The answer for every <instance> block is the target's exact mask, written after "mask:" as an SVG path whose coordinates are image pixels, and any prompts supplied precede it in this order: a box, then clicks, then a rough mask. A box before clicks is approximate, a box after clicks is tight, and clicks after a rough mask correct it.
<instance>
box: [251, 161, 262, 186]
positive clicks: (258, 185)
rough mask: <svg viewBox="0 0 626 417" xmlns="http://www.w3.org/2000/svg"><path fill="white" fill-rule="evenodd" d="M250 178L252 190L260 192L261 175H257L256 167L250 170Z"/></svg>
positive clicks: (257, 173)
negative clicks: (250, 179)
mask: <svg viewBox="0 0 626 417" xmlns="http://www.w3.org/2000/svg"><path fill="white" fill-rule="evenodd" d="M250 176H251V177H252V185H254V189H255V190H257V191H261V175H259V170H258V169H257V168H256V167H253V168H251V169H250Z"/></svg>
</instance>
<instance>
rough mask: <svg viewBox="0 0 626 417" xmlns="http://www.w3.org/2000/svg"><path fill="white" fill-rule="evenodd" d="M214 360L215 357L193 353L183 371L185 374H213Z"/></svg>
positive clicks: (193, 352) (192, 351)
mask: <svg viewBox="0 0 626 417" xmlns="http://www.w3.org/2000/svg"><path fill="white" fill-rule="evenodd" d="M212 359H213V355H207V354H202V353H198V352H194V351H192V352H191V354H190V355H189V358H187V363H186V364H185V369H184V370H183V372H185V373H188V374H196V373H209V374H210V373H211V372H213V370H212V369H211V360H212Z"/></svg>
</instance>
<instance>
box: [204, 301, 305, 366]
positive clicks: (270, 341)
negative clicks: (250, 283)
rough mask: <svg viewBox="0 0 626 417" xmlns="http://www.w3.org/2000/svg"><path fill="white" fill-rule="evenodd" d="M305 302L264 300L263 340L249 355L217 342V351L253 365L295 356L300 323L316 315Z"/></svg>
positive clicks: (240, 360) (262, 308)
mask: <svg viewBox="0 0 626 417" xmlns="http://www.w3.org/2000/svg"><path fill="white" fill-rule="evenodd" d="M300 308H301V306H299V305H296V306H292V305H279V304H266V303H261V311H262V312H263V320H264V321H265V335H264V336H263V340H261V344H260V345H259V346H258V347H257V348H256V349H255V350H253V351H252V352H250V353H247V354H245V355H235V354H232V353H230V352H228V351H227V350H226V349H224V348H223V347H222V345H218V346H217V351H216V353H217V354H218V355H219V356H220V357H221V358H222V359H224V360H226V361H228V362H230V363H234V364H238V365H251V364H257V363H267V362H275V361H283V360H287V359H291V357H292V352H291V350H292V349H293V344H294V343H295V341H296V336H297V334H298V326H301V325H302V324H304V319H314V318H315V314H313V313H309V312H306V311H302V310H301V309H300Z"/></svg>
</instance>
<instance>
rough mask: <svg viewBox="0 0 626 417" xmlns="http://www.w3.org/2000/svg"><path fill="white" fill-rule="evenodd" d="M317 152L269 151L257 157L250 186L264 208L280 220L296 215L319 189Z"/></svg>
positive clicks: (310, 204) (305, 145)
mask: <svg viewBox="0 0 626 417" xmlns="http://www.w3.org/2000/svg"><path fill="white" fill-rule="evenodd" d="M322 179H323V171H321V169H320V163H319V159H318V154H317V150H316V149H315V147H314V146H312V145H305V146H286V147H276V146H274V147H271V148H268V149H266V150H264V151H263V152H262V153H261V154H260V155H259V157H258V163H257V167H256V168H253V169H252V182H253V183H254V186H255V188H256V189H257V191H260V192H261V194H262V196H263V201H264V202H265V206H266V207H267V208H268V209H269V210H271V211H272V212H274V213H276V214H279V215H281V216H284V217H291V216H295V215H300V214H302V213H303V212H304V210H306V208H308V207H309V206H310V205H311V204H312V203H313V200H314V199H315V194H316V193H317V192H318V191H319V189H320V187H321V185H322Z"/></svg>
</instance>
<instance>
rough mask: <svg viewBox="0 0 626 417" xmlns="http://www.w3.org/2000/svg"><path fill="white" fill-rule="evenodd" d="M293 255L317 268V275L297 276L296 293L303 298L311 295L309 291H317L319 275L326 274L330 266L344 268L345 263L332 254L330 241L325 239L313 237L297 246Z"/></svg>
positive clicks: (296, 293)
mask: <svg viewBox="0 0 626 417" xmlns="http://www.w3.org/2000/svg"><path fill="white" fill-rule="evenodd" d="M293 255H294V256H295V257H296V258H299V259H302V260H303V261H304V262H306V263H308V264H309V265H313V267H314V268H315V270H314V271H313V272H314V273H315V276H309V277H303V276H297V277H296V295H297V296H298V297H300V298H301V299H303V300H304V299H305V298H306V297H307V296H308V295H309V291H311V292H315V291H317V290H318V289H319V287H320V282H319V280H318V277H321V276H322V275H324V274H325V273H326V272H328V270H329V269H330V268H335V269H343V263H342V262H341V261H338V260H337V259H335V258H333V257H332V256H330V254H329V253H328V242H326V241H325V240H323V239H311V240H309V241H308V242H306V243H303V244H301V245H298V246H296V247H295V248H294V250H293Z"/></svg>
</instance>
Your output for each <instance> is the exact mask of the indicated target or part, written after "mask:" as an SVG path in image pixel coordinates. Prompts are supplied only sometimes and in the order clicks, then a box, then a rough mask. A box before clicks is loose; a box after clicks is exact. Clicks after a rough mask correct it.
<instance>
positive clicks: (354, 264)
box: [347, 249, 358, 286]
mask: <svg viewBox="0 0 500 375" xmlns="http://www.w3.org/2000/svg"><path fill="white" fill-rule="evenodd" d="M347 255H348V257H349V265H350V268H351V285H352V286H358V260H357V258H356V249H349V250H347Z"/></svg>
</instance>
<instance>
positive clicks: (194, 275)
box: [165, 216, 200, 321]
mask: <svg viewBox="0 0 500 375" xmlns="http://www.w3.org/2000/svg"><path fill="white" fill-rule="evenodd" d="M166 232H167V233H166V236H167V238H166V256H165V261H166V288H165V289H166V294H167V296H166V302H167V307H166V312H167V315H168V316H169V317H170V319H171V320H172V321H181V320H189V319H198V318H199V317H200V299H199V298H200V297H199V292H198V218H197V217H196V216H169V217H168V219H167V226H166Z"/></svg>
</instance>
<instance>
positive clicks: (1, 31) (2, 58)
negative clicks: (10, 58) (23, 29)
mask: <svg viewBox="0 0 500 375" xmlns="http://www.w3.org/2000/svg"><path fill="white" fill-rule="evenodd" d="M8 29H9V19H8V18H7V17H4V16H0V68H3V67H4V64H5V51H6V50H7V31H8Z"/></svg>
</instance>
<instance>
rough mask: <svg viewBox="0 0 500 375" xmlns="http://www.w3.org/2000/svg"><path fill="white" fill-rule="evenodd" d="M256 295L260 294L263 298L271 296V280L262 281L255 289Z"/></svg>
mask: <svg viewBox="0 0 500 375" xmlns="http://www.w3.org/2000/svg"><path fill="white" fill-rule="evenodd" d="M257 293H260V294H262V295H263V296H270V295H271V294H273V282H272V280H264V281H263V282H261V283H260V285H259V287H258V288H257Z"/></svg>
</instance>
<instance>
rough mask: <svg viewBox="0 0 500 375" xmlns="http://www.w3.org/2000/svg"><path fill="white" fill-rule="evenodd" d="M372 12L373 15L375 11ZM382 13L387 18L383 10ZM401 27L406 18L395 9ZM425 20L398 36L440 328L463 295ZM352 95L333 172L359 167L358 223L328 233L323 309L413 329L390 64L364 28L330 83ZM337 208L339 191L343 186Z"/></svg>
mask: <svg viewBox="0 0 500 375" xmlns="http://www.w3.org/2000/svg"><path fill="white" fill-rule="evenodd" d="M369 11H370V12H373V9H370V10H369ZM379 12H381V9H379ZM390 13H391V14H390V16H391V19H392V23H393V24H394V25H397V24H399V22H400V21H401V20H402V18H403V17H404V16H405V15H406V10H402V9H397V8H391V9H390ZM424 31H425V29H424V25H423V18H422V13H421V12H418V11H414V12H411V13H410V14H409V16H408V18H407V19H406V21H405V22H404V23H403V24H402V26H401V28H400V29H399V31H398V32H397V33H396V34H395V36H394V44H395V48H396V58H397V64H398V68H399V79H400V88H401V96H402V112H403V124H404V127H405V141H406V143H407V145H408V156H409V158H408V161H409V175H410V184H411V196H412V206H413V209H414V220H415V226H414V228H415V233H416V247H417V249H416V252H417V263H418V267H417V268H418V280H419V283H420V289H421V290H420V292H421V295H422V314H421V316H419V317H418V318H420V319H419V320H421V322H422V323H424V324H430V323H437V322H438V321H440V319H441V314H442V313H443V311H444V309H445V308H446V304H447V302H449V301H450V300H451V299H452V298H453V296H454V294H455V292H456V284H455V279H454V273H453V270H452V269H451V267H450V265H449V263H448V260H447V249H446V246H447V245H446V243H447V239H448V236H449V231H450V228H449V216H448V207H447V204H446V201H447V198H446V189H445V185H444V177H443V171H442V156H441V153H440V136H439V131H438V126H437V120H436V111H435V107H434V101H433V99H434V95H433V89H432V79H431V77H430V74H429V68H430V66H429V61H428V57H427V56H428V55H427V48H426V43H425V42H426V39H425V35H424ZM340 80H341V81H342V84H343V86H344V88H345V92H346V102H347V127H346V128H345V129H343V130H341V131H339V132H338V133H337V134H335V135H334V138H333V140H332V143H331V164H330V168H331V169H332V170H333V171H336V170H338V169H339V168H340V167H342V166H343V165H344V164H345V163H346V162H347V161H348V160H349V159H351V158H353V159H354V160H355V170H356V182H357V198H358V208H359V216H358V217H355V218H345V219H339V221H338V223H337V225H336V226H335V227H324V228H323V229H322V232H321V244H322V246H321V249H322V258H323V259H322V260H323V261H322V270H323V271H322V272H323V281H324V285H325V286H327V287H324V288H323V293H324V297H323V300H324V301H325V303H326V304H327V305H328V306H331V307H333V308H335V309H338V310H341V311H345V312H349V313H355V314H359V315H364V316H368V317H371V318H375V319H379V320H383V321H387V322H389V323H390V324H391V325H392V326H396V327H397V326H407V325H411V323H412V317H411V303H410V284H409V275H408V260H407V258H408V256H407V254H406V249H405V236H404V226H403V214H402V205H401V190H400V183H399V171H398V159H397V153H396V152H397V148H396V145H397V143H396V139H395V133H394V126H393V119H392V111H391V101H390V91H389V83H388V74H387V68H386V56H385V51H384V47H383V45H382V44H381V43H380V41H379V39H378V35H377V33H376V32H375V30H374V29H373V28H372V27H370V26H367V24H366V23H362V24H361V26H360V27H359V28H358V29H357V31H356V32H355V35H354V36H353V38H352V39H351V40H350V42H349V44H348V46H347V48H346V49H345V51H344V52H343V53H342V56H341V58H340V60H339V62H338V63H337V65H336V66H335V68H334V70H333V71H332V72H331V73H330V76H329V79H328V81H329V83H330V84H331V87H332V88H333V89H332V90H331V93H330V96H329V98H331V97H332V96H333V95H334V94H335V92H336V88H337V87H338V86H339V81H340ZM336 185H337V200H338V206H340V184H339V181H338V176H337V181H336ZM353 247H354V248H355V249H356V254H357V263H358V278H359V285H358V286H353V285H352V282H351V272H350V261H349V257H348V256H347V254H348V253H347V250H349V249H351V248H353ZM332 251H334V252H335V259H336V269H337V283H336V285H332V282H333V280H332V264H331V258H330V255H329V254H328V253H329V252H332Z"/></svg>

━━━━━━

= Exercise aim =
Please print, unchanged, the part of the listing above that opens with its first line and closes with the line containing "positive clicks: (258, 185)", both included.

= Solution =
The answer for every <instance> block is the target's exact mask, written after "mask:" as an SVG path whose coordinates are image pixels, and any prompts supplied precede it in this order: a box, then clicks, then a rough mask. A box before clicks is approximate, a box after clicks is tight, and clicks after a rough mask correct it.
<instance>
box: [251, 161, 262, 186]
positive clicks: (258, 185)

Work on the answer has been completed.